For the data below, please report each line where the word "crystal" is found.

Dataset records
####

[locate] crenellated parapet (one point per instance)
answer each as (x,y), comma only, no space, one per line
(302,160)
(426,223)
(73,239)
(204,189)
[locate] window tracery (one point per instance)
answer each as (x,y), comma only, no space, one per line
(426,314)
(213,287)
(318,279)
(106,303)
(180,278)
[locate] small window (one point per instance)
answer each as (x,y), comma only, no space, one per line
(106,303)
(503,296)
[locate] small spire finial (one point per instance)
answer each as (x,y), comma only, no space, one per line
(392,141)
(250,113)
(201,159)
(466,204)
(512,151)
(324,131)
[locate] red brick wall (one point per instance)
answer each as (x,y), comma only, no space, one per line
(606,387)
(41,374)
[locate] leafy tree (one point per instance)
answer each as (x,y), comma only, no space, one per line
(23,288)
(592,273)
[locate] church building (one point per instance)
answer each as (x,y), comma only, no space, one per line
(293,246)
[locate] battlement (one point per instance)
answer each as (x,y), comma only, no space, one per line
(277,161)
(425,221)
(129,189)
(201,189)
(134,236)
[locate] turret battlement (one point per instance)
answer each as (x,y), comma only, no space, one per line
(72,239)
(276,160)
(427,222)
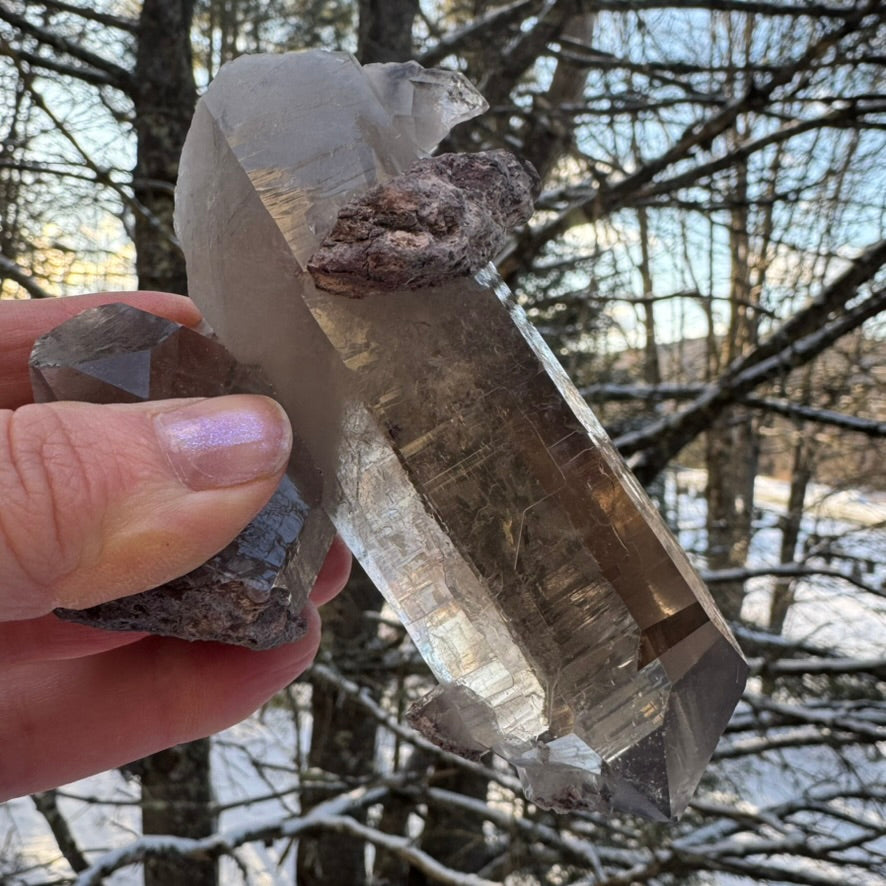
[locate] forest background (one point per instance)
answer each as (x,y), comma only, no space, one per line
(707,260)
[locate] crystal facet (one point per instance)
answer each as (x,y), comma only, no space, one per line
(567,628)
(252,592)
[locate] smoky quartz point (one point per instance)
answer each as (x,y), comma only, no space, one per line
(252,592)
(566,627)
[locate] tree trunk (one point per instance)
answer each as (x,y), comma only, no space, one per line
(176,789)
(164,98)
(801,475)
(384,33)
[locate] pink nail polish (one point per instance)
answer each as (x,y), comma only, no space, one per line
(225,441)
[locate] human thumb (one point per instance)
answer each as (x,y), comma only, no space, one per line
(101,501)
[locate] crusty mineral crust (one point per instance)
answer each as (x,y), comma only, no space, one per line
(444,217)
(252,592)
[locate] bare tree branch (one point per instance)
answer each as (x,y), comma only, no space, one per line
(10,269)
(103,18)
(119,76)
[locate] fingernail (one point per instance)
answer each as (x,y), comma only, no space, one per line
(225,441)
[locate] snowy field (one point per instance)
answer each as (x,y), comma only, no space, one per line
(255,759)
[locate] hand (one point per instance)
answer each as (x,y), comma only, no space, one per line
(97,502)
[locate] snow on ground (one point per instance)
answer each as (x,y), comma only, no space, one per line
(254,759)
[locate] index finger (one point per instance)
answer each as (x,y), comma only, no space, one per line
(23,321)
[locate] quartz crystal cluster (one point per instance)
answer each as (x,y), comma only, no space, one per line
(252,592)
(567,630)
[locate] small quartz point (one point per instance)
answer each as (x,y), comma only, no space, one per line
(252,592)
(566,627)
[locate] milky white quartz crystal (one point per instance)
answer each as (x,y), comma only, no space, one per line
(565,625)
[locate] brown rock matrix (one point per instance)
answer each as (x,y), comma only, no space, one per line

####

RESULT BELOW
[locate] crystal facet (one point per instance)
[locate] quartz crystal cluster (one point per instance)
[locate] milky white quartz crystal (one point per instance)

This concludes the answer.